Passage given
####

The Supreme Court of the United States, also known as SCOTUS, is the apex of the federal judiciary system in the United States. Its establishment in 1789 was mandated by Article Three of the United States Constitution. The Court's primary role is to interpret the Constitution, making it a cornerstone of the American democratic system. It has the final say on legal disputes involving federal law, including both civil and criminal matters, and holds the power of judicial review, which allows it to invalidate laws and executive actions it deems unconstitutional.
The Court is housed in the Supreme Court Building in Washington, D.C., an architectural masterpiece designed by Cass Gilbert. This imposing structure, made of marble from Vermont, Georgia, and Alabama, is a symbol of justice and authority. Its magnificent interiors reflect a similar grandeur, with high ceilings, grand corridors, and meticulously detailed design elements that underscore the importance of the institution it houses.
Why should you go?
Rich historical insights. The Supreme Court's historical role in shaping the United States cannot be overstated. From landmark rulings on civil liberties to pivotal interpretations of constitutional law, the Court has been instrumental in defining the nature of American democracy. A visit to the Court is a journey through the annals of American history.
Architectural marvel. The Supreme Court Building, completed in 1935, is a testament to classic architectural style. The building's exterior, adorned with a grand staircase and towering columns, is a sight to behold. Inside, the magnificence continues with lavish courtrooms, splendid corridors, and an awe-inspiring library.
Educational value. The Court is a treasure trove of knowledge for those interested in law, history, political science, and architecture. Through various exhibits and resources, visitors can learn about pivotal cases, influential justices, and the evolution of American law.

####

Given records
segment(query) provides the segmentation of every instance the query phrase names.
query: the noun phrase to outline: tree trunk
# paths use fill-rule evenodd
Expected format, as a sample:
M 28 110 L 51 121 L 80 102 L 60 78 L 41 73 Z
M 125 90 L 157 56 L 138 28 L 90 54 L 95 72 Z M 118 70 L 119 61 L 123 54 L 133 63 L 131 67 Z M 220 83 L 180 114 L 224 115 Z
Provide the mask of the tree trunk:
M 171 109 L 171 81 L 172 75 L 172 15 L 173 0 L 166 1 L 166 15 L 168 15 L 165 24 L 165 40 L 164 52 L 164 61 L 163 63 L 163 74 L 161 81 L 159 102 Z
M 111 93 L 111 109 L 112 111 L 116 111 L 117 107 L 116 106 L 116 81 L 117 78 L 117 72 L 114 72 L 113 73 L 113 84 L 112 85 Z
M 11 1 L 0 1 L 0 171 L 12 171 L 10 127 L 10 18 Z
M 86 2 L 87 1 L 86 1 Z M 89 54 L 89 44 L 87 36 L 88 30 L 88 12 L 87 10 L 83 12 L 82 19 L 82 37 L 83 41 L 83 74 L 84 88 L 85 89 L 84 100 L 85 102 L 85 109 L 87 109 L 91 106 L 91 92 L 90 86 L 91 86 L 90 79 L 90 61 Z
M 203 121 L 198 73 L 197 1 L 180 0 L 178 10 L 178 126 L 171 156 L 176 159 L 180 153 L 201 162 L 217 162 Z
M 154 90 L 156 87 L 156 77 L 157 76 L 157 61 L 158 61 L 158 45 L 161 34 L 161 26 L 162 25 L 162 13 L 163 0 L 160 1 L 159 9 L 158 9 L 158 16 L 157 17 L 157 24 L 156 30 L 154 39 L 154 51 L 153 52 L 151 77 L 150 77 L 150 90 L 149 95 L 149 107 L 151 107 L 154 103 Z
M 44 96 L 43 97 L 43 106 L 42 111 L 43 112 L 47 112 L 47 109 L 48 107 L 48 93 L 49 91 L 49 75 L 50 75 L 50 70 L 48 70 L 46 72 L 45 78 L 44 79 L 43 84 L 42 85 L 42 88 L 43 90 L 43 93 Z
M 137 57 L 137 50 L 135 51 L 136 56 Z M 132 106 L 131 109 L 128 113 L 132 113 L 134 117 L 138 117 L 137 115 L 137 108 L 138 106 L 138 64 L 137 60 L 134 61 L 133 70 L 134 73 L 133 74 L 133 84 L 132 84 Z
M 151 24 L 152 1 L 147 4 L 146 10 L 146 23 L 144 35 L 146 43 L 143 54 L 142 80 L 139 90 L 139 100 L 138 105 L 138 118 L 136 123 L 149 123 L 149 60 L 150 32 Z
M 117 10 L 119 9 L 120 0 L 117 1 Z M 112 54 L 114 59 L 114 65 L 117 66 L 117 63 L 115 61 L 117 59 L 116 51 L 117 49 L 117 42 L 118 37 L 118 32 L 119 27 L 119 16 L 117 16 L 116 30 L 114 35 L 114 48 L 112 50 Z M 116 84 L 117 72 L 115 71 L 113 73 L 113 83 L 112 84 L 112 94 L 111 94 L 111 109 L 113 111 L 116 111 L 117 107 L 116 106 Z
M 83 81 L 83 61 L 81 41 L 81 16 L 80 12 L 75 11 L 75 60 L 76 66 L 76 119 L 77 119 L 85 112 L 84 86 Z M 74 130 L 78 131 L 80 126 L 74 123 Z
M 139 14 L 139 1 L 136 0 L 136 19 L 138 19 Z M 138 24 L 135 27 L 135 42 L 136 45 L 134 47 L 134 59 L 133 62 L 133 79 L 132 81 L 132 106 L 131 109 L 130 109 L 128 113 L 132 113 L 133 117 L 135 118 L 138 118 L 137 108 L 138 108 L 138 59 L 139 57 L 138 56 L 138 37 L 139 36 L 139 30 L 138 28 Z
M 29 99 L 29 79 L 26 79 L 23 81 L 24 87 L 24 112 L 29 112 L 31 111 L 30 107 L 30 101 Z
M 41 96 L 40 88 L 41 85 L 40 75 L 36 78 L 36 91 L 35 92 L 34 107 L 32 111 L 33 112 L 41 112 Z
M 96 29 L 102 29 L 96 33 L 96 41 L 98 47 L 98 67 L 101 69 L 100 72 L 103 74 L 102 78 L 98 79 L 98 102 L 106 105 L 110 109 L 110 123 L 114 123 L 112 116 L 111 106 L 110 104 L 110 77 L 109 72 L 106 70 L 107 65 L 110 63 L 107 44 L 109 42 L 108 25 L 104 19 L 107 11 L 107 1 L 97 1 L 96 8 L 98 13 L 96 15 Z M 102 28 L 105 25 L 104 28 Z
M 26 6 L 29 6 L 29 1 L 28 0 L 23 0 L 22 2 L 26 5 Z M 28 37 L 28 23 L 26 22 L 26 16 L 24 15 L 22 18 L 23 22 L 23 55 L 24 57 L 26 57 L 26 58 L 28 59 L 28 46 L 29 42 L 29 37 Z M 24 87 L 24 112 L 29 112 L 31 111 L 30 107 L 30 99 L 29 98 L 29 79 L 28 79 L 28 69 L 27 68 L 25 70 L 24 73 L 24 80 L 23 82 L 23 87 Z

####

Task instructions
(1) Translate this sentence from the Supreme Court passage into Spanish: "The Court is housed in the Supreme Court Building in Washington, D.C., an architectural masterpiece designed by Cass Gilbert."
(2) Using the Supreme Court passage, decide whether each statement agrees with it. Answer yes or no, and quote the words that decide it.
(a) The Supreme Court Building was completed in 1935.
(b) All the marble in the building came from Vermont.
(c) The Court was established in 1789.
(3) Turn the paragraph of the Supreme Court passage that begins "The Supreme Court of the United States, also known as SCOTUS" into a short list that keeps its main facts.
The rows have no connection to the Supreme Court passage.

Answers to the tasks
(1) La Corte tiene su sede en el Edificio de la Corte Suprema en Washington, D.C., una obra maestra arquitectónica diseñada por Cass Gilbert.

(2)
(a) Yes: "The Supreme Court Building, completed in 1935"
(b) No: "made of marble from Vermont, Georgia, and Alabama"
(c) Yes: "Its establishment in 1789 was mandated by Article Three of the United States Constitution"

(3)
- Also called SCOTUS, it is the highest court in the federal judiciary of the United States.
- It was established in 1789, as mandated by Article Three of the Constitution.
- Its primary role is to interpret the Constitution.
- It has the final say on legal disputes involving federal law, both civil and criminal.
- Through judicial review, it can invalidate laws and executive actions it deems unconstitutional.